[Natural language region descriptions]
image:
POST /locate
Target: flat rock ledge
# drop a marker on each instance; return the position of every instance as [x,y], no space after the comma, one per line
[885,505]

What this task involves
Please restate the records in full, word for word.

Answer to the problem
image:
POST /locate
Target: flat rock ledge
# drop a marker on each instance; return the position of every instance as [x,y], no space after the comma, one per line
[885,505]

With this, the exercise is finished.